_Source passage_
· · · · ·

Her favorite place, according to relatives, was Maidstone Park beach in the quiet of early morning, and her fondest memories were of summers spent with her husband, Wallace E. Steidle, and children on a boat they kept at Captain’s Marina on East Lake Drive in Montauk, starting in the 1950s.
She was born at home on Dec. 8, 1923, in the Flatlands section of Brooklyn, to Bernard Clancy, a Brooklyn borough administrator, and the former Mary Jane Whelan. She graduated from St. Brendan’s High School in 1941, where she was a top student and a member of a dance group that performed at Carnegie Hall. After graduating, she worked as an administrative assistant to the president of Armour Corporation, an aircraft parts manufacturer.
She met her future husband at a neighborhood party in Brooklyn. He left his job as a machinist working in his father’s company to enlist in the Navy early in World War II, and was assigned to a California-based flight crew for a Consolidated PBY Catalina, an amphibious aircraft. They were married in New York two years later and moved together to his base in California.

· · · · ·

_Task requirements_
**a)** Pull out of the biographical passage everything from "She was born" down to "base in California.", copied word for word.
**b)** Extend the biographical passage with a few sentences that pick up right after its final sentence.

_Supplied data_
· · · · ·

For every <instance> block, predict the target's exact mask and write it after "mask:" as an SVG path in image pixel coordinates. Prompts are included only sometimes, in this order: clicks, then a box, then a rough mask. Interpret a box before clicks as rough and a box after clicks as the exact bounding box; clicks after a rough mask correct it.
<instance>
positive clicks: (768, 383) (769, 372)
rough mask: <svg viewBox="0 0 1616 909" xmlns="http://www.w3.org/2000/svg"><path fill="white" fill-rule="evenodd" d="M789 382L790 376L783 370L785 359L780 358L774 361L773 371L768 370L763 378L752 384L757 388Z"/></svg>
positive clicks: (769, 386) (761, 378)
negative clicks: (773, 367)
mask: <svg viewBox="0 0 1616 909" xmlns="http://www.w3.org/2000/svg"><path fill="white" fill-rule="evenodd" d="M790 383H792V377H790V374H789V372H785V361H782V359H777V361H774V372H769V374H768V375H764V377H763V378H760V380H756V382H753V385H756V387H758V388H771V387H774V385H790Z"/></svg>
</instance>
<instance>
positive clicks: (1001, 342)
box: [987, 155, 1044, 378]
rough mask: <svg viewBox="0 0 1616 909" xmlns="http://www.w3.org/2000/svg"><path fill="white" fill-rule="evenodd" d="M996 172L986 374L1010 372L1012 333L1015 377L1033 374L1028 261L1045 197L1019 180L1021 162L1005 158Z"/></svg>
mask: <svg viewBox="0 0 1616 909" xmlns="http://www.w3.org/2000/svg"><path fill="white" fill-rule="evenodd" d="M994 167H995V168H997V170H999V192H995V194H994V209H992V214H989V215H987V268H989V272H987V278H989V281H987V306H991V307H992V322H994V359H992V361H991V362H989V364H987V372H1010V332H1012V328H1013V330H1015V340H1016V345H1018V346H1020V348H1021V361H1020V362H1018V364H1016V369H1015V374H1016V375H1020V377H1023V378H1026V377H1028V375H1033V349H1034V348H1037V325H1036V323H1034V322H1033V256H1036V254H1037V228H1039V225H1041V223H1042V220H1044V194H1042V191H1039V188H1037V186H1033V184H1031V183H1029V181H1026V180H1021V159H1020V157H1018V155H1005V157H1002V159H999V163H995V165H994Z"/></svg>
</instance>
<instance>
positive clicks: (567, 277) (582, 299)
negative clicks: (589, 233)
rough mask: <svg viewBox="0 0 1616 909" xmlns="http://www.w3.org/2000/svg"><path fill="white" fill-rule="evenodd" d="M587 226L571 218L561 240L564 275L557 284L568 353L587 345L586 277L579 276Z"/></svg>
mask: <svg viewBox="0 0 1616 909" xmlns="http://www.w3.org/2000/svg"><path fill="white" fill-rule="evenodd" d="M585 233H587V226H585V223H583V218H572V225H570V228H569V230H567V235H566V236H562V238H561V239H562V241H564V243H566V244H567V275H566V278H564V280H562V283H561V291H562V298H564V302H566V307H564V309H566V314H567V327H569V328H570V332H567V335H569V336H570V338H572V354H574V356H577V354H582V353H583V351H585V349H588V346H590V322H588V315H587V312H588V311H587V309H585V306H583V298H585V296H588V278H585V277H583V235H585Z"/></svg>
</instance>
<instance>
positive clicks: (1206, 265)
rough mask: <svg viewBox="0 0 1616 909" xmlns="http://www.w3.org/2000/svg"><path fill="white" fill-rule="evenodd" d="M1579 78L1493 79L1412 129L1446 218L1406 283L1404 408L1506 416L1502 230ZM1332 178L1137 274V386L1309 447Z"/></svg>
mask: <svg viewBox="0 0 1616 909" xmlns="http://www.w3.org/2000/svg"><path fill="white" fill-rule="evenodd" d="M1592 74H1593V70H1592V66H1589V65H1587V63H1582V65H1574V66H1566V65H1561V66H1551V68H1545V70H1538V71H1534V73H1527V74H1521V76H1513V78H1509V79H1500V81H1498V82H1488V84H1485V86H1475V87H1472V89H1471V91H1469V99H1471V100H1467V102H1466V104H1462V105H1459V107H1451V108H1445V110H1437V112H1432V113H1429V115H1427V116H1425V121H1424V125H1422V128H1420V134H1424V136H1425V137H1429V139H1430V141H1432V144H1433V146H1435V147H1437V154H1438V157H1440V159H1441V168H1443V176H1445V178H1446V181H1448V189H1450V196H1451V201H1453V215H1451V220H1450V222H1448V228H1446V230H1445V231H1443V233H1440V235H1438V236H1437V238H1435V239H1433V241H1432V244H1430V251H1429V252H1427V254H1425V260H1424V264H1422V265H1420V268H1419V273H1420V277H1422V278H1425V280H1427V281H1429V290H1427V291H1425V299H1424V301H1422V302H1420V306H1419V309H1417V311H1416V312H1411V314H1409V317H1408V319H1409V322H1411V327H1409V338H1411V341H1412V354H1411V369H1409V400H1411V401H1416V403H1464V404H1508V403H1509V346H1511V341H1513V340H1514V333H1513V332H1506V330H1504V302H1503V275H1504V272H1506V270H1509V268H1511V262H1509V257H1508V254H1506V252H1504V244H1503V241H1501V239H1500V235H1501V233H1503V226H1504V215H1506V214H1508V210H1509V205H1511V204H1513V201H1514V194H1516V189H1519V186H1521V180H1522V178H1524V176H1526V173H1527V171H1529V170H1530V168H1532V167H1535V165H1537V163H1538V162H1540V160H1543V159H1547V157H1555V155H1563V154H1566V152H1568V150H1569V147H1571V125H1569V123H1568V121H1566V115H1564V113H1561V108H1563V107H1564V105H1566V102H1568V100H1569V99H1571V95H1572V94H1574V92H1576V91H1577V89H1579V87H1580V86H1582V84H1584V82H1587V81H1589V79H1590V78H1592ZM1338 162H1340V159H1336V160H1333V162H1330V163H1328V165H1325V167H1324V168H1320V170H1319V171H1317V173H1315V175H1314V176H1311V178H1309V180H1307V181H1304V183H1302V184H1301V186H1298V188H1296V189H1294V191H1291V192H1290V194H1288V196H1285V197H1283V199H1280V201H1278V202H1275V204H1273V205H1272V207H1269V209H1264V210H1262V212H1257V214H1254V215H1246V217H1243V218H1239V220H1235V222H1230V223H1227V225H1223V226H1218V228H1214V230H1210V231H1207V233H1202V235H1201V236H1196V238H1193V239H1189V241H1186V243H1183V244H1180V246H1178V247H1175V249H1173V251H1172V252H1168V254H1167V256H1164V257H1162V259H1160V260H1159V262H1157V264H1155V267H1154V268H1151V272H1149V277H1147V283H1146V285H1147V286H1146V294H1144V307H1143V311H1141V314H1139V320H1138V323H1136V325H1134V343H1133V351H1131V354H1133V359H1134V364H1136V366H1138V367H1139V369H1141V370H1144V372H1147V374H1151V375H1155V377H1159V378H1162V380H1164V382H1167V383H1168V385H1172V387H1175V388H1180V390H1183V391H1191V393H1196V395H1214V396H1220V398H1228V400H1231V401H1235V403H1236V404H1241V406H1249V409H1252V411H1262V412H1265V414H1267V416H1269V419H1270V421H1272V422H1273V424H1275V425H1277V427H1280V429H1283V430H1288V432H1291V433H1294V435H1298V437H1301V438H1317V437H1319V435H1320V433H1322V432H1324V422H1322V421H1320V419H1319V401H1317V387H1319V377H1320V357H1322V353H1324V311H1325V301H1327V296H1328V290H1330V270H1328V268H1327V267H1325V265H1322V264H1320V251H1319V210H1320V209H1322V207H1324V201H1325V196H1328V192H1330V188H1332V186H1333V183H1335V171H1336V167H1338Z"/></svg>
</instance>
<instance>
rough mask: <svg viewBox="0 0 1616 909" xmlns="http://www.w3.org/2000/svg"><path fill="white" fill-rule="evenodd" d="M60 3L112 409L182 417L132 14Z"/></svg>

· · · · ·

_Set of answers_
**a)**
She was born at home on Dec. 8, 1923, in the Flatlands section of Brooklyn, to Bernard Clancy, a Brooklyn borough administrator, and the former Mary Jane Whelan. She graduated from St. Brendan’s High School in 1941, where she was a top student and a member of a dance group that performed at Carnegie Hall. After graduating, she worked as an administrative assistant to the president of Armour Corporation, an aircraft parts manufacturer.
She met her future husband at a neighborhood party in Brooklyn. He left his job as a machinist working in his father’s company to enlist in the Navy early in World War II, and was assigned to a California-based flight crew for a Consolidated PBY Catalina, an amphibious aircraft. They were married in New York two years later and moved together to his base in California.

**b)**
At the end of the war the Steidles headed first for Brooklyn, then built a house in Huntington. They moved from there to Springs to be closer to water, buying a parcel of land from George Sid Miller, the family said. Mr. Steidle died in 1997; they had been married for 53 years.
Mrs. Steidle is survived by two sons, Rear Adm. Craig Steidle of Kittery Point, Me., and Wallace C. Steidle of Water Mill, and a daughter, Jody Jane Heneveld of East Hampton. Two other children, Kim Bernard Steidle and Jill Marie Steidle, died before her. She leaves 13 grandchildren and 6 great-grandchildren.
A prayer service was held at the Yardley and Pino Funeral Home in East Hampton on Sunday. She was cremated, and her ashes were buried the following day at Calverton National Cemetery, alongside her husband’s.